Job: Reproduce word for word the part of the material that opens with the line containing "locate window, then" and closes with the line containing "[528,0,595,25]", both of those lines included.

Provided information:
§
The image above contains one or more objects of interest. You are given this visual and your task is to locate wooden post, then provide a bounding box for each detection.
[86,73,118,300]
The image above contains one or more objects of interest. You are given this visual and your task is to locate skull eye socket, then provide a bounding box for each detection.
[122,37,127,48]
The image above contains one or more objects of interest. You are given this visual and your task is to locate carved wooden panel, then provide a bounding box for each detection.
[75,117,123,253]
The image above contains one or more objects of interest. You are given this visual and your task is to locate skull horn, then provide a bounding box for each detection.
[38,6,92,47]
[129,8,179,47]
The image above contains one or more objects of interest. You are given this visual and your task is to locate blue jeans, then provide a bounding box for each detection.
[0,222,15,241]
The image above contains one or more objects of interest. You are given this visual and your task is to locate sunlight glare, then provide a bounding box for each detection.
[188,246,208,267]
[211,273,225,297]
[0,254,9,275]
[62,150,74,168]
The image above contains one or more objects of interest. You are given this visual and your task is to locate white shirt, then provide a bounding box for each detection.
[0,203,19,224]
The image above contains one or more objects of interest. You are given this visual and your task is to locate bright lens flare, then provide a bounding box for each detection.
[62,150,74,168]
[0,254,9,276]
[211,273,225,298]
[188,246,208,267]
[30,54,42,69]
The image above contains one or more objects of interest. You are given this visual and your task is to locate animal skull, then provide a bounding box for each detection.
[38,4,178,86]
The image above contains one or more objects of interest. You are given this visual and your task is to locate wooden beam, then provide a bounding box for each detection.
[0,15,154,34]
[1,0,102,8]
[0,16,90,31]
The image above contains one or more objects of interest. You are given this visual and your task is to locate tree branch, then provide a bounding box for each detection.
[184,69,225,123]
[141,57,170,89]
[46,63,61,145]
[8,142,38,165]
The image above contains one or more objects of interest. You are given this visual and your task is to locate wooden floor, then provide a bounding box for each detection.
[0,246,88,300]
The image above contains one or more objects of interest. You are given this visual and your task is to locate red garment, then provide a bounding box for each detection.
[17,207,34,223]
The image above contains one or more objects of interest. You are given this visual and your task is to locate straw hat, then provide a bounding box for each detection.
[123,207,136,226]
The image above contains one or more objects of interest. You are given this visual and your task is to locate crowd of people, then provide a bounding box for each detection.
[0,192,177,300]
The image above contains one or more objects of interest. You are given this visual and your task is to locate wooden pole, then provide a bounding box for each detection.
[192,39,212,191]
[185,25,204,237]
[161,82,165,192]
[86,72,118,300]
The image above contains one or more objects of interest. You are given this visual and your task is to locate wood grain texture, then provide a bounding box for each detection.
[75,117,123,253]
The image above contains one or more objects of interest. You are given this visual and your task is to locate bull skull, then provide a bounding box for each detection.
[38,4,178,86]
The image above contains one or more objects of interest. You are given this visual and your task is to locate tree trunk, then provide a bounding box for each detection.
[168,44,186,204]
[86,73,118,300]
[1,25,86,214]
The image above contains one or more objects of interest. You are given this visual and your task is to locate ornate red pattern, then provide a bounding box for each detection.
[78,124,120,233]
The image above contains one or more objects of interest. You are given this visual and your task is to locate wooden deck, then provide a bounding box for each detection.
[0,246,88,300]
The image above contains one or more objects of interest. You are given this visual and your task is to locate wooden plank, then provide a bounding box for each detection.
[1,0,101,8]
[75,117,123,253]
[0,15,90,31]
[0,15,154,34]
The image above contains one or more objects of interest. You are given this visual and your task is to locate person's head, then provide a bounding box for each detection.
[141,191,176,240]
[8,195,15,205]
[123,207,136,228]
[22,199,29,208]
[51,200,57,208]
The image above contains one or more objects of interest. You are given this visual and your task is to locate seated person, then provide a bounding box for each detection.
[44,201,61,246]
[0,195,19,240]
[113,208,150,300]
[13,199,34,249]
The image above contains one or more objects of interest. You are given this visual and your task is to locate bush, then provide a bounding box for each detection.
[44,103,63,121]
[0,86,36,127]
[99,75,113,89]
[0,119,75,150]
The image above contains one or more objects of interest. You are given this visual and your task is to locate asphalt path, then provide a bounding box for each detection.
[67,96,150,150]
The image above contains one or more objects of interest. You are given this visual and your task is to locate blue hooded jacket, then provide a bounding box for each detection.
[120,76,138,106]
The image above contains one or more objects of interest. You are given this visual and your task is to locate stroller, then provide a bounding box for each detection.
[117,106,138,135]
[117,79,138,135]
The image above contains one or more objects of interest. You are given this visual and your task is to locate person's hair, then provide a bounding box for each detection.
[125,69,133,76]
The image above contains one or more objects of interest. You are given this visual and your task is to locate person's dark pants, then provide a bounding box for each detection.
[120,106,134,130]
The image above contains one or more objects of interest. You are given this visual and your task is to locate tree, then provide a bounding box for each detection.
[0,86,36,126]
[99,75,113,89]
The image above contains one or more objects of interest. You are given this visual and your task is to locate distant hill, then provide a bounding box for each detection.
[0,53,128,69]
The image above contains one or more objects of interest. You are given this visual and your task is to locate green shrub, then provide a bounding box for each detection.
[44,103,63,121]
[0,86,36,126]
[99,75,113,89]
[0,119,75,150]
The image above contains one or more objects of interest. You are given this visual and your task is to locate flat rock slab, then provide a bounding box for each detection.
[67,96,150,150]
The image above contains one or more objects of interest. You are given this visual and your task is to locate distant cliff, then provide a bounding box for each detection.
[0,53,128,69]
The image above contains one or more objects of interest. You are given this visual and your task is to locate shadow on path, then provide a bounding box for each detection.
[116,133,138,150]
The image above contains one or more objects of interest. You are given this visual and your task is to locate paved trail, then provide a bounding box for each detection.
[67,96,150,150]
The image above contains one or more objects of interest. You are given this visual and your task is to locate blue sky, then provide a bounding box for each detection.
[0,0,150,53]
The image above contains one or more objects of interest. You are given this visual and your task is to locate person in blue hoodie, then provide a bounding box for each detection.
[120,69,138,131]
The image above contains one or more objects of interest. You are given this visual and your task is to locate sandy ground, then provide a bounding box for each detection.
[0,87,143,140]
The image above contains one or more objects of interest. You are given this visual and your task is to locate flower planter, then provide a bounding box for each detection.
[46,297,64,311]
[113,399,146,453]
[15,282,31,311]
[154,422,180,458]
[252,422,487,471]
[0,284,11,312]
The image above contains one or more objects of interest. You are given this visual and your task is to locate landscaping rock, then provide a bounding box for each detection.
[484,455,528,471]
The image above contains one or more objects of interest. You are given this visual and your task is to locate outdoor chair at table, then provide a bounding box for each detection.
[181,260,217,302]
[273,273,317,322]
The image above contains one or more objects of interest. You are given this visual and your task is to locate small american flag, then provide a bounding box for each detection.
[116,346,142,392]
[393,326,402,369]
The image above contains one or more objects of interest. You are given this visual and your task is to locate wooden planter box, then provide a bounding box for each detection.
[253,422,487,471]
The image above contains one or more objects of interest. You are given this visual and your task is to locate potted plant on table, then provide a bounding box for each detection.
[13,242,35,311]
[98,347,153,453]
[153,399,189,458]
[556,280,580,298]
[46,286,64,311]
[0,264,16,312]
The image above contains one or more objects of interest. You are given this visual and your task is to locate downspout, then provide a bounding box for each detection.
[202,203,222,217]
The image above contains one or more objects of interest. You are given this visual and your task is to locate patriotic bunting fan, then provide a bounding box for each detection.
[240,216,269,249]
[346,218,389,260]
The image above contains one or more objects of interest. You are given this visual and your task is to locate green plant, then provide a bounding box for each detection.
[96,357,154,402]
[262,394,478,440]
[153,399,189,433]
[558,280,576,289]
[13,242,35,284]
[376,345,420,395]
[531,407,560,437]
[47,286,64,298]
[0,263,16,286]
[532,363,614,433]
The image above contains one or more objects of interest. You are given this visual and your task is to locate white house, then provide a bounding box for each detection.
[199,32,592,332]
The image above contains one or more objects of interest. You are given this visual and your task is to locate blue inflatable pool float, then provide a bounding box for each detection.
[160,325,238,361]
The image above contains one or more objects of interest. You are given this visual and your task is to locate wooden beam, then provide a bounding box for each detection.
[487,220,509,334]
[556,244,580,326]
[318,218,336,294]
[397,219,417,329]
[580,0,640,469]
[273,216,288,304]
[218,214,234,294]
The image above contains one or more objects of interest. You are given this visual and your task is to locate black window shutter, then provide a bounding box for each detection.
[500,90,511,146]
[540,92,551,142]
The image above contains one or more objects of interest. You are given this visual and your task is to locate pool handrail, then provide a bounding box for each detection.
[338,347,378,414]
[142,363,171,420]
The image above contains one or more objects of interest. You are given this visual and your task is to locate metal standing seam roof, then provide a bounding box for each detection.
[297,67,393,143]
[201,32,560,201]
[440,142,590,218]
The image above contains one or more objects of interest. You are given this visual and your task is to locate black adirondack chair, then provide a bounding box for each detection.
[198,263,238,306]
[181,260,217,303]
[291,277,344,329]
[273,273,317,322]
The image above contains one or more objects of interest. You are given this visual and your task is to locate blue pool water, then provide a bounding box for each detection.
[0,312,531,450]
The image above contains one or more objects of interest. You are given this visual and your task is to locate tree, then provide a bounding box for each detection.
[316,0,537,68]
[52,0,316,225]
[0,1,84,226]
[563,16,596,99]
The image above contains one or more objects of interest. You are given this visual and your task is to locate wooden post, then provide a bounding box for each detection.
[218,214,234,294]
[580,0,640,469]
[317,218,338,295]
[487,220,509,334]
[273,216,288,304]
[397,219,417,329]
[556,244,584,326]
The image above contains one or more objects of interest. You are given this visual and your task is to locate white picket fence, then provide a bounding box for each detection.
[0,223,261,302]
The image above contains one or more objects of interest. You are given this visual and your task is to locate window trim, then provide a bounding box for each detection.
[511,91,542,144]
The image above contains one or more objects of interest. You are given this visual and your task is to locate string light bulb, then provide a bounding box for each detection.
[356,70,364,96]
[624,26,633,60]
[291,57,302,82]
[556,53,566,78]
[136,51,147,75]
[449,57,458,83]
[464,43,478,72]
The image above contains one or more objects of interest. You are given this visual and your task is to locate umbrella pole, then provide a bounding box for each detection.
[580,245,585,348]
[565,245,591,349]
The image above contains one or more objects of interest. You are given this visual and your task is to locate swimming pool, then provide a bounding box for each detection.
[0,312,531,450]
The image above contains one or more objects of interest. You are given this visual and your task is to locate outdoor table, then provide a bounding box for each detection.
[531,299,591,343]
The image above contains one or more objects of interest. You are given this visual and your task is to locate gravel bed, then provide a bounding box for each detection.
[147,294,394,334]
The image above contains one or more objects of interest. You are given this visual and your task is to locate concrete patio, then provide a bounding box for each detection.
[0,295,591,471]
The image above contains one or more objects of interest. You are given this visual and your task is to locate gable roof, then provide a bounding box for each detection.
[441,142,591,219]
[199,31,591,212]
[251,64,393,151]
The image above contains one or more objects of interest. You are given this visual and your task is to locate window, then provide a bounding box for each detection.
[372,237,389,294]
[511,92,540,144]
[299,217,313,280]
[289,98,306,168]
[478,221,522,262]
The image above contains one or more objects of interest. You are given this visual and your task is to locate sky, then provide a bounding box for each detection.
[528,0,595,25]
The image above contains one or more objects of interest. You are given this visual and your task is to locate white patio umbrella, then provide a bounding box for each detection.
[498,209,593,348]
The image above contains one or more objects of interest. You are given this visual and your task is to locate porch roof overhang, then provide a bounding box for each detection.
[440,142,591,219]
§
Written answer:
The image above contains one or more objects of interest. You are given this visual and your task is to locate window, then provide a bounding box for each detection.
[372,237,389,294]
[511,92,540,144]
[299,217,313,280]
[289,98,306,168]
[478,221,522,262]
The image above contains one or more objects of interest. You are given this visual and your task is to locate sky, then provide a bounding box for each detection.
[528,0,595,25]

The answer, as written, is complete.